> **STATED PROBLEM**
Give an exact transcription of every line, dropping the images.

-------- SUPPLIED INFORMATION

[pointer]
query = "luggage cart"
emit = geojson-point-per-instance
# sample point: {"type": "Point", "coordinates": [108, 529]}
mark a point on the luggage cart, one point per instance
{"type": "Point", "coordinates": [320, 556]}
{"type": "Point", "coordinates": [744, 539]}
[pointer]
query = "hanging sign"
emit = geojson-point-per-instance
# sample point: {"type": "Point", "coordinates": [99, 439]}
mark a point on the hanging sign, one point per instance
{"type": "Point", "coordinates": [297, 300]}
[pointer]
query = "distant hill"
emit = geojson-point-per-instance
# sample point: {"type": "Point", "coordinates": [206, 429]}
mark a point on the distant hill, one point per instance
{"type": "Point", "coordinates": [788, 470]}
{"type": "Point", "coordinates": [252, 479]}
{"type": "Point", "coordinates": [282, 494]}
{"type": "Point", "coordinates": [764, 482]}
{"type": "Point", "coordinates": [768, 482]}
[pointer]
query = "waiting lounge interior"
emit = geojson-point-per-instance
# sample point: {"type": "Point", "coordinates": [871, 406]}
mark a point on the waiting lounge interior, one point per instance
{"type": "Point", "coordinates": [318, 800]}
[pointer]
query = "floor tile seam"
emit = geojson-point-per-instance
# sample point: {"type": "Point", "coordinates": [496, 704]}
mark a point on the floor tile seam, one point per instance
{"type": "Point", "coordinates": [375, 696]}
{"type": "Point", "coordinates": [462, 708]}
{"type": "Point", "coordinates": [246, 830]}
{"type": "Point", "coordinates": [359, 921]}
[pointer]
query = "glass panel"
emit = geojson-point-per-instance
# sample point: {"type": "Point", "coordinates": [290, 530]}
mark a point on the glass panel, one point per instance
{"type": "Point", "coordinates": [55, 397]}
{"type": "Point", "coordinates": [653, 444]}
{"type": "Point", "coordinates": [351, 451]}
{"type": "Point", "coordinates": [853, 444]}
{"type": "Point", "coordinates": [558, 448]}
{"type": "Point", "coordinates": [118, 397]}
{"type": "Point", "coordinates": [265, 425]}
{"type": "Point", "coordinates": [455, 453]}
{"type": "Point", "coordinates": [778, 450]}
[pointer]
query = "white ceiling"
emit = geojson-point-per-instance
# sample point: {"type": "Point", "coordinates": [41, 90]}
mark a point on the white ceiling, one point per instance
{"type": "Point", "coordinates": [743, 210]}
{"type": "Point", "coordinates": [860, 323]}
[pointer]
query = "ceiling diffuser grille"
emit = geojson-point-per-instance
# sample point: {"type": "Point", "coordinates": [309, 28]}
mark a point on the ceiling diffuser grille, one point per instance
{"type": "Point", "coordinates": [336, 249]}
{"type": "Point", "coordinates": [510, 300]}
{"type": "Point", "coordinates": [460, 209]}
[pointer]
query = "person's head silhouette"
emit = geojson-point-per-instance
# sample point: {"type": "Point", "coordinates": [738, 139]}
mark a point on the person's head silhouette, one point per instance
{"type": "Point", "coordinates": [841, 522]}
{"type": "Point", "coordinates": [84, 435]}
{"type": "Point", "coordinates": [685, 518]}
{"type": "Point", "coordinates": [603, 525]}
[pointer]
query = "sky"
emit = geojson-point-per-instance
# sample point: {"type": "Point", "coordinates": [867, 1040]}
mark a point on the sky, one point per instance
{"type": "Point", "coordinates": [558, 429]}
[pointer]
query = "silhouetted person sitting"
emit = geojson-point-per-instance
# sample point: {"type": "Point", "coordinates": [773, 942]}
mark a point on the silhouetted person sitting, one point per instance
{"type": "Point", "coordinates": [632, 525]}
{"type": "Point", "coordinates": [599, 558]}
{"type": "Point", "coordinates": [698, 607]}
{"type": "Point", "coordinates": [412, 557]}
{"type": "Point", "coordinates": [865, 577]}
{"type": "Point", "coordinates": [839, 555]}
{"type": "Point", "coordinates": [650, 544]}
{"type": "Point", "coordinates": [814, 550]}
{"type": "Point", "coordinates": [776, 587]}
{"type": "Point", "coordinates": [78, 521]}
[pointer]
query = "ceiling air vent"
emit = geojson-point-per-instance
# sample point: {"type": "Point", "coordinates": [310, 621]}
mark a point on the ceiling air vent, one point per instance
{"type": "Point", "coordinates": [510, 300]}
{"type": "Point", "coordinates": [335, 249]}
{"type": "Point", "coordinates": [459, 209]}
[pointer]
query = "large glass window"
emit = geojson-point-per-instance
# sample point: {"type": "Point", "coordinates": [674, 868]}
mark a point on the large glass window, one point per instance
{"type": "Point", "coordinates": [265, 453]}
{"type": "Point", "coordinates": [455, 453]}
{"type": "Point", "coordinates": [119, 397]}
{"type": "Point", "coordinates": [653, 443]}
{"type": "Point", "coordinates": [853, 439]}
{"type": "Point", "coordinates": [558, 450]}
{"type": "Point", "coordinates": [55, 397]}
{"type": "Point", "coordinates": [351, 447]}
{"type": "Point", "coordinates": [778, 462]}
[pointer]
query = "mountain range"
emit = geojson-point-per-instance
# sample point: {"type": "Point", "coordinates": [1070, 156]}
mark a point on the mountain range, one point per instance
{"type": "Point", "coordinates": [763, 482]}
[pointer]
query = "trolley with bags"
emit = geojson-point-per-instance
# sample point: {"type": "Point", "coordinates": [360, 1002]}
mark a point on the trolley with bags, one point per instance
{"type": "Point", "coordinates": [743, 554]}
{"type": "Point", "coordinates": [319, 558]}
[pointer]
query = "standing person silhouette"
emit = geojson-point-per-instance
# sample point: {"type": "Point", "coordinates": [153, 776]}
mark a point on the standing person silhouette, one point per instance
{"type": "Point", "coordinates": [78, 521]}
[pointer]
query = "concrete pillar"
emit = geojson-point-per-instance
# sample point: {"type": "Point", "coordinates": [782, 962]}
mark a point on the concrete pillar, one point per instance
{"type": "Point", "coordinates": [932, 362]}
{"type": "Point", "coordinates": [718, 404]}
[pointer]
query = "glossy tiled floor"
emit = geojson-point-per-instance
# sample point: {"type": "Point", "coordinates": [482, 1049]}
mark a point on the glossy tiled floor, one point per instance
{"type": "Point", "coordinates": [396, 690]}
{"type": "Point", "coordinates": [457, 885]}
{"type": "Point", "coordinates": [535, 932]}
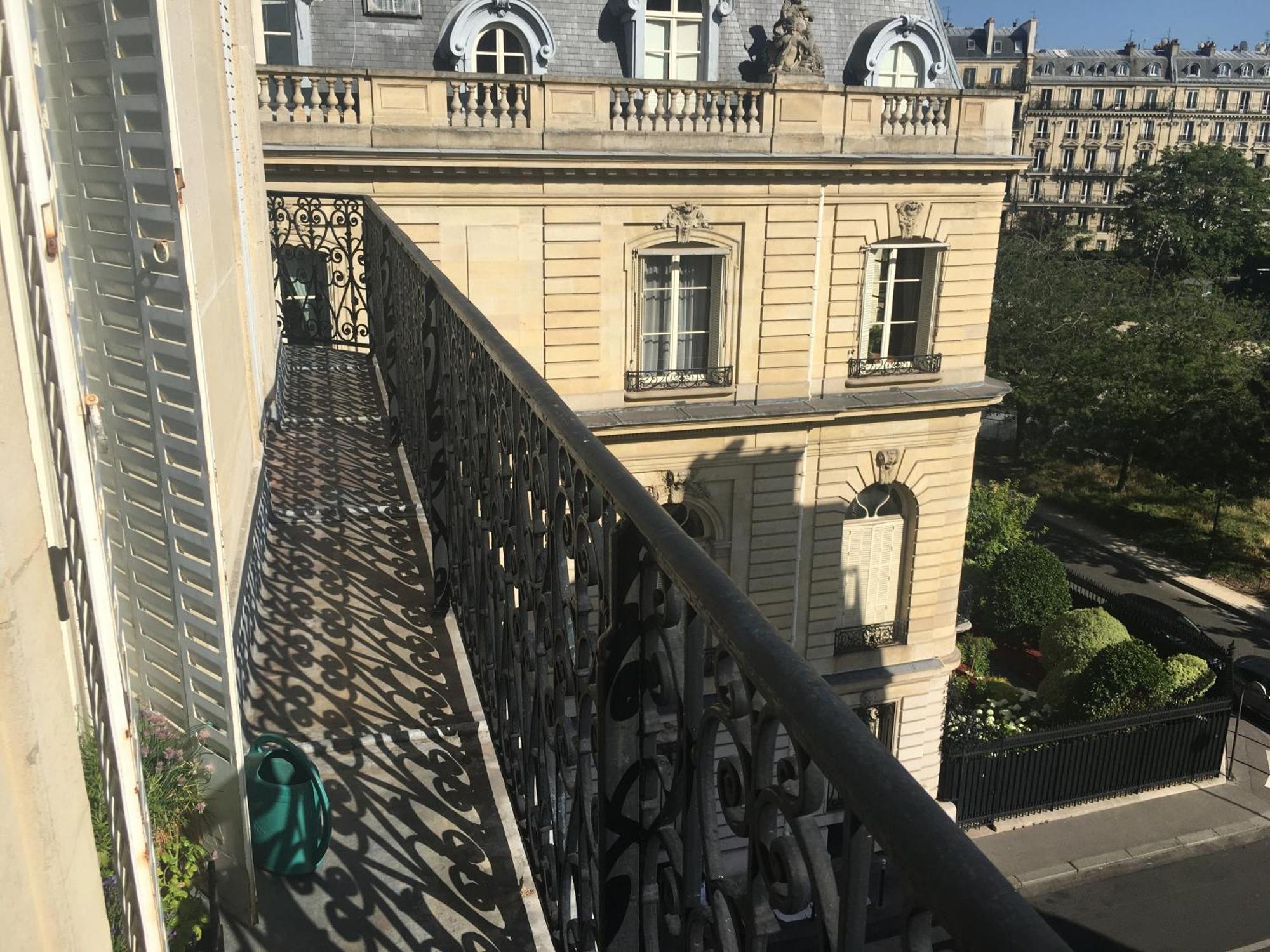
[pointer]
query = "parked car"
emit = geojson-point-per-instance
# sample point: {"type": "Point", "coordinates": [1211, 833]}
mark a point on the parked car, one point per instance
{"type": "Point", "coordinates": [1253, 670]}
{"type": "Point", "coordinates": [1164, 626]}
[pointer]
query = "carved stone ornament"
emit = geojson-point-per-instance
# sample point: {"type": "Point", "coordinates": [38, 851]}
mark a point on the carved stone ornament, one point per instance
{"type": "Point", "coordinates": [909, 213]}
{"type": "Point", "coordinates": [684, 219]}
{"type": "Point", "coordinates": [792, 50]}
{"type": "Point", "coordinates": [887, 463]}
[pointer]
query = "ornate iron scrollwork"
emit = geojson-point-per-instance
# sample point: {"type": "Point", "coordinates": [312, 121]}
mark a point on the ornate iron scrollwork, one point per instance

----------------

> **TASK RESPONSE**
[pointer]
query = "luggage cart"
emit = geojson-point-per-instance
# sample point: {"type": "Point", "coordinates": [108, 529]}
mark a point on the luggage cart, one point per instance
{"type": "Point", "coordinates": [320, 556]}
{"type": "Point", "coordinates": [744, 539]}
[pointer]
query = "hanging sign"
emit = geojson-point-per-instance
# sample point: {"type": "Point", "coordinates": [99, 439]}
mark a point on the hanging sign, one point per instance
{"type": "Point", "coordinates": [297, 300]}
[pointer]
query = "distant hill"
emit = geojson-point-per-instance
# sample point: {"type": "Point", "coordinates": [206, 429]}
mark a point on the distant hill, one point per instance
{"type": "Point", "coordinates": [788, 470]}
{"type": "Point", "coordinates": [252, 479]}
{"type": "Point", "coordinates": [282, 494]}
{"type": "Point", "coordinates": [764, 482]}
{"type": "Point", "coordinates": [768, 482]}
[pointer]
query = "waiting lounge interior"
emit = geojson-point-per-instance
# sample point: {"type": "Point", "coordinates": [871, 406]}
mark a point on the waiting lounge interior, one point per instance
{"type": "Point", "coordinates": [318, 800]}
[pointer]
query = "floor tile seam"
emit = geojson-point-per-instance
# sample point: {"type": "Point", "coordinates": [496, 704]}
mark a point on the floor tile seam, one point per instance
{"type": "Point", "coordinates": [375, 696]}
{"type": "Point", "coordinates": [462, 708]}
{"type": "Point", "coordinates": [246, 830]}
{"type": "Point", "coordinates": [359, 921]}
[pointer]
query = "glass panel"
emit = geojson-point-per-instance
# sample point: {"type": "Point", "coordinates": [290, 530]}
mark a point on the glass panel, one point per instance
{"type": "Point", "coordinates": [55, 397]}
{"type": "Point", "coordinates": [653, 444]}
{"type": "Point", "coordinates": [351, 451]}
{"type": "Point", "coordinates": [853, 444]}
{"type": "Point", "coordinates": [558, 448]}
{"type": "Point", "coordinates": [118, 397]}
{"type": "Point", "coordinates": [265, 425]}
{"type": "Point", "coordinates": [455, 453]}
{"type": "Point", "coordinates": [778, 450]}
[pointer]
query = "white ceiling"
emit = geojson-point-per-instance
# sample point: {"type": "Point", "coordinates": [41, 90]}
mark a point on the white ceiling, one point per instance
{"type": "Point", "coordinates": [743, 210]}
{"type": "Point", "coordinates": [860, 323]}
[pointer]
query = "ceiling diffuser grille"
emit = geojson-point-per-instance
# sample point: {"type": "Point", "coordinates": [309, 28]}
mark a point on the ceiling diffuser grille, one point per instance
{"type": "Point", "coordinates": [336, 249]}
{"type": "Point", "coordinates": [510, 300]}
{"type": "Point", "coordinates": [460, 209]}
[pointer]
query = "person's head silhouette"
emit = geojson-point-per-instance
# sample point: {"type": "Point", "coordinates": [738, 139]}
mark a point on the person's head silhouette, one point per instance
{"type": "Point", "coordinates": [841, 522]}
{"type": "Point", "coordinates": [84, 435]}
{"type": "Point", "coordinates": [685, 518]}
{"type": "Point", "coordinates": [603, 525]}
[pointer]
query = "sky"
emit = geojson-point-per-instance
# sample point: {"type": "Point", "coordinates": [867, 1040]}
mark a point on the sky, one point per instance
{"type": "Point", "coordinates": [558, 429]}
[pointer]
query = "silhouetted person sitting"
emit = geojson-point-per-instance
# sample point: {"type": "Point", "coordinates": [773, 942]}
mark a point on the silhouetted person sitting, one point per instance
{"type": "Point", "coordinates": [632, 525]}
{"type": "Point", "coordinates": [599, 558]}
{"type": "Point", "coordinates": [698, 607]}
{"type": "Point", "coordinates": [412, 557]}
{"type": "Point", "coordinates": [865, 577]}
{"type": "Point", "coordinates": [839, 555]}
{"type": "Point", "coordinates": [650, 544]}
{"type": "Point", "coordinates": [814, 550]}
{"type": "Point", "coordinates": [776, 587]}
{"type": "Point", "coordinates": [78, 521]}
[pointer]
query = "ceiling air vent"
emit = geojson-point-per-instance
# sample point: {"type": "Point", "coordinates": [310, 621]}
mark a point on the ceiling air vent, one point per instance
{"type": "Point", "coordinates": [510, 300]}
{"type": "Point", "coordinates": [335, 249]}
{"type": "Point", "coordinates": [459, 209]}
[pointer]
query = "large glass window"
emit = geojson-point-per-instance
# sample point: {"type": "Point", "coordinates": [674, 868]}
mark a point on the large glass window, one point per instance
{"type": "Point", "coordinates": [265, 453]}
{"type": "Point", "coordinates": [455, 453]}
{"type": "Point", "coordinates": [119, 397]}
{"type": "Point", "coordinates": [653, 443]}
{"type": "Point", "coordinates": [853, 439]}
{"type": "Point", "coordinates": [558, 450]}
{"type": "Point", "coordinates": [55, 397]}
{"type": "Point", "coordinates": [351, 447]}
{"type": "Point", "coordinates": [778, 462]}
[pointer]
query = "mountain range"
emit = geojson-point-per-instance
# sample point: {"type": "Point", "coordinates": [1070, 156]}
mark a point on the mountain range, one point per instance
{"type": "Point", "coordinates": [763, 482]}
[pointer]
query = "trolley with bags"
emit = geojson-point-per-instance
# sample point: {"type": "Point", "coordinates": [360, 1002]}
mark a point on the trolley with bags, one point per instance
{"type": "Point", "coordinates": [743, 554]}
{"type": "Point", "coordinates": [319, 558]}
[pointer]
query = "standing person silhouette"
emit = geojson-point-per-instance
# sample point: {"type": "Point", "coordinates": [153, 776]}
mark a point on the standing person silhouette, one point per instance
{"type": "Point", "coordinates": [78, 521]}
[pointer]
query = "concrete pillar"
emit = geojson-point-per-instance
# sample point: {"type": "Point", "coordinates": [782, 962]}
mark a point on the concrete pillar, one point per instance
{"type": "Point", "coordinates": [932, 362]}
{"type": "Point", "coordinates": [718, 404]}
[pointer]
query = "glossy tiled floor"
emit = geojson-point-per-instance
# sample point: {"type": "Point", "coordinates": [482, 1049]}
mark a point on the glossy tiled floor, one point per instance
{"type": "Point", "coordinates": [396, 690]}
{"type": "Point", "coordinates": [457, 885]}
{"type": "Point", "coordinates": [535, 932]}
[pointer]
query = "parked car"
emit = geojson-point-per-instance
# sample point: {"type": "Point", "coordinates": [1211, 833]}
mark a point on the parked car, one point per instance
{"type": "Point", "coordinates": [1253, 670]}
{"type": "Point", "coordinates": [1164, 626]}
[pointer]
query = "carved stone ornament"
emit = geojson-point-per-instance
# sample point: {"type": "Point", "coordinates": [38, 851]}
mark a point on the carved stone ornament, one point per instance
{"type": "Point", "coordinates": [909, 213]}
{"type": "Point", "coordinates": [684, 219]}
{"type": "Point", "coordinates": [792, 50]}
{"type": "Point", "coordinates": [887, 463]}
[pointer]
query = "ornate iron scrollwork"
emit = geojson-point-per-instance
# sample point: {"type": "Point", "coordinates": [312, 121]}
mark a point on the ornate iron scrollwork, one point per instance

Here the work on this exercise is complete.